##### Excerpted records #####

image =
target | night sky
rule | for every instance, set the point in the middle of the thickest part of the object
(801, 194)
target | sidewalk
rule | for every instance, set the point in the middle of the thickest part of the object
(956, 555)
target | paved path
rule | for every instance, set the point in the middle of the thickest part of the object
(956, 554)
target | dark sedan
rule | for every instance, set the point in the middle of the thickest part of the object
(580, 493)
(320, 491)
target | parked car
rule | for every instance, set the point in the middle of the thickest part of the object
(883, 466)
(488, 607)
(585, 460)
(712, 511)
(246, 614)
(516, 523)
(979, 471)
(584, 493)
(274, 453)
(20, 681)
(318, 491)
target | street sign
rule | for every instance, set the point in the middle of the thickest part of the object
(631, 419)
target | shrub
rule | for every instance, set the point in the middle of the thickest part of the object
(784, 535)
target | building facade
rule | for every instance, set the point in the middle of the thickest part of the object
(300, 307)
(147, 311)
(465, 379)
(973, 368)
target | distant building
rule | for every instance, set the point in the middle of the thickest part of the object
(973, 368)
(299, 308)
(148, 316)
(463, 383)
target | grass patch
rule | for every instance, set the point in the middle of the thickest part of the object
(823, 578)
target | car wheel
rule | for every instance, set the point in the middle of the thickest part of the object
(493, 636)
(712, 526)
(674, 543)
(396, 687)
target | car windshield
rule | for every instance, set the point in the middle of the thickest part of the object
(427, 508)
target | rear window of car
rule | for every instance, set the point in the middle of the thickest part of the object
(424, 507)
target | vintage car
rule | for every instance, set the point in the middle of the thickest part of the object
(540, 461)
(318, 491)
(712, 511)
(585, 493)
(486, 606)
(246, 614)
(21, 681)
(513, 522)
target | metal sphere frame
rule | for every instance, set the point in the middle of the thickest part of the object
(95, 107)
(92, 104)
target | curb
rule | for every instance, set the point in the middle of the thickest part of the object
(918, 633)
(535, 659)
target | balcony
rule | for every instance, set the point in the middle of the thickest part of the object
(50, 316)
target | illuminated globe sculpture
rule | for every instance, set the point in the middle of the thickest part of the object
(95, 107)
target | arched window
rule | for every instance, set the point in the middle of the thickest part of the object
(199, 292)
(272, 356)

#####

# [Short exercise]
Please rewrite the listing above as a JSON array of strings, one string per line, leaving out any blank lines.

# [Solution]
[
  "image =",
  "target | night sky",
  "rule | for every instance, set the point in the middle of the thickest part of the object",
  "(801, 194)",
  "target | sidewalk",
  "rule | for every instance, set the point in the middle of the thickest part of the object",
  "(956, 555)",
  "target | paved path",
  "rule | for every instance, set the point in the middle of the thickest part of the object",
  "(956, 554)",
  "target | dark sedan",
  "rule | for every instance, set the point in the middle of the thickest part of the object",
  "(580, 493)",
  "(320, 491)",
  "target | parked car",
  "rule | for every instance, set the point in the middle of the thickest part of the object",
  "(883, 466)",
  "(488, 607)",
  "(585, 460)",
  "(712, 511)",
  "(246, 614)",
  "(516, 523)",
  "(979, 471)",
  "(584, 493)",
  "(274, 453)",
  "(20, 681)",
  "(318, 491)",
  "target | street sign",
  "rule | for every instance, set the point in the middle of the thickest part of the object",
  "(631, 419)",
  "target | shrub",
  "rule | for every instance, set the point in the middle of the thickest part of the object",
  "(784, 535)",
  "target | building facade",
  "rule | for every instance, set the point in the middle of the thickest part of the object",
  "(300, 307)",
  "(147, 311)",
  "(465, 379)",
  "(973, 368)",
  "target | distant building",
  "rule | for every instance, set the point in the middle of the thickest part of the object",
  "(973, 368)",
  "(299, 308)",
  "(148, 316)",
  "(463, 383)",
  "target | grass patch",
  "rule | for every instance, set the point in the middle of the thickest part of the object",
  "(823, 578)",
  "target | car wheel",
  "rule | for every instance, set the point in the middle of the thickest part of the object",
  "(493, 636)",
  "(712, 526)",
  "(674, 543)",
  "(396, 687)",
  "target | car windshield",
  "rule | for every instance, set the point in the middle of the thickest part of the object",
  "(427, 508)",
  "target | rear window of car",
  "rule | for every instance, set the point in the middle of the thickest part of the object",
  "(424, 507)",
  "target | vintage car",
  "rule | for every instance, set the point in the middle of the thickest part of the object",
  "(540, 461)",
  "(318, 491)",
  "(712, 511)",
  "(585, 493)",
  "(486, 606)",
  "(246, 614)",
  "(21, 681)",
  "(513, 522)",
  "target | metal sphere frame",
  "rule | for every instance, set the point in the middle of the thickest part of the object",
  "(95, 107)",
  "(92, 104)",
  "target | curb",
  "rule | for every instance, set the point in the middle of the thickest part of the object",
  "(918, 633)",
  "(535, 659)",
  "target | balcony",
  "rule | for every instance, set the point in the middle of the thickest part of the object",
  "(50, 316)",
  "target | illuminated globe sculpture",
  "rule | for every instance, set the point in the middle of the thickest part of the object",
  "(95, 107)",
  "target | arched window",
  "rule | for every instance, set the point in the middle of the thickest part of the object",
  "(199, 292)",
  "(272, 356)"
]